**Registros de la tarea**
+++

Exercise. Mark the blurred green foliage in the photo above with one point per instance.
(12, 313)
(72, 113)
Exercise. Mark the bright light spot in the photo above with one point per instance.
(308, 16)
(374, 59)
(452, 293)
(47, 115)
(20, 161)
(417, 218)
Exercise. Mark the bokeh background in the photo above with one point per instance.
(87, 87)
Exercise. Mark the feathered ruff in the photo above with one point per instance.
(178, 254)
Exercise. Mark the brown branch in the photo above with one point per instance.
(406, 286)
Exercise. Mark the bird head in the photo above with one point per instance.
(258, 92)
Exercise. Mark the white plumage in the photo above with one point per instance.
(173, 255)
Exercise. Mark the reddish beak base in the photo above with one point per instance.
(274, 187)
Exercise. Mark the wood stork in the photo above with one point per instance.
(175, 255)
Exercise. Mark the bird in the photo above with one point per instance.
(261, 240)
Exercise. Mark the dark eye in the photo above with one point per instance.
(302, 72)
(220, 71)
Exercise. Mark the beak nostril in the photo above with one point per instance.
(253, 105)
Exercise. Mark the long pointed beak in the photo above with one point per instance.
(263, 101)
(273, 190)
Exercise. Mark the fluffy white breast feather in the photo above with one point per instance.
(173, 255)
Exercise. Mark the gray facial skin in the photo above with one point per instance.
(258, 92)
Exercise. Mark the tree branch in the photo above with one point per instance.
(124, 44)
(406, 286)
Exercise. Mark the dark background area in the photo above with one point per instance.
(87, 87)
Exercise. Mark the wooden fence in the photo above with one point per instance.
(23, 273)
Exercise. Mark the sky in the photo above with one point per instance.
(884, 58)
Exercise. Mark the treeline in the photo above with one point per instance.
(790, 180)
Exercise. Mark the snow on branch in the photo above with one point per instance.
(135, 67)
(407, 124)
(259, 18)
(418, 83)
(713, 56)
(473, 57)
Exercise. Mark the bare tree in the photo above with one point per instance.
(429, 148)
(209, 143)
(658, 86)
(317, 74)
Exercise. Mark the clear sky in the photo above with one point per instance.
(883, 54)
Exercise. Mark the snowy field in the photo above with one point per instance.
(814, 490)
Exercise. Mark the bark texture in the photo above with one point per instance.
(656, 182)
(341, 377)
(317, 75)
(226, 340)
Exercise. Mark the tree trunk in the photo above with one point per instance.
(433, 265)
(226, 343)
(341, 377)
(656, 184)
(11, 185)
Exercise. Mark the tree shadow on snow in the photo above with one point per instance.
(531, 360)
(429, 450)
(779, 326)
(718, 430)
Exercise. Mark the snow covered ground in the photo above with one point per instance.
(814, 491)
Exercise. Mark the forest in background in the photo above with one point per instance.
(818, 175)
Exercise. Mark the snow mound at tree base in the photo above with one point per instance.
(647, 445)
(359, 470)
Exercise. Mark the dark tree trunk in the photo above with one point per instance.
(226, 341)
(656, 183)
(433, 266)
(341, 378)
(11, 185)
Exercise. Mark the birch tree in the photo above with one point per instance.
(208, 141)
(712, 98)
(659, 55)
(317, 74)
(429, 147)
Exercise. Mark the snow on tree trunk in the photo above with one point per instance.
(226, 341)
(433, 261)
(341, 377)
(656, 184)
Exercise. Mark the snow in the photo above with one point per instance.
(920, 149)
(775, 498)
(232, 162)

+++

**Tarea breve**
¿Puedes reescribir la parte que empieza en la línea que contiene "Exercise. Mark the bark" y termina al final de los registros, ambas incluidas, con todas sus líneas, indicaciones incluidas, y sumar 54 a cada número de las coordenadas de las respuestas?

**Resultado del ejercicio**
Exercise. Mark the bark texture in the photo above with one point per instance.
(710, 236)
(395, 431)
(371, 129)
(280, 394)
Exercise. Mark the tree trunk in the photo above with one point per instance.
(487, 319)
(280, 397)
(395, 431)
(710, 238)
(65, 239)
Exercise. Mark the tree shadow on snow in the photo above with one point per instance.
(585, 414)
(483, 504)
(833, 380)
(772, 484)
Exercise. Mark the snow covered ground in the photo above with one point per instance.
(868, 545)
Exercise. Mark the forest in background in the photo above with one point per instance.
(872, 229)
Exercise. Mark the snow mound at tree base in the photo above with one point per instance.
(701, 499)
(413, 524)
Exercise. Mark the dark tree trunk in the photo above with one point per instance.
(280, 395)
(710, 237)
(487, 320)
(395, 432)
(65, 239)
Exercise. Mark the birch tree in the photo above with one point per instance.
(262, 195)
(766, 152)
(713, 109)
(371, 128)
(483, 201)
Exercise. Mark the snow on tree trunk in the photo above with one point per instance.
(280, 395)
(487, 315)
(395, 431)
(710, 238)
Exercise. Mark the snow in the photo above with one point per instance.
(974, 203)
(829, 552)
(286, 216)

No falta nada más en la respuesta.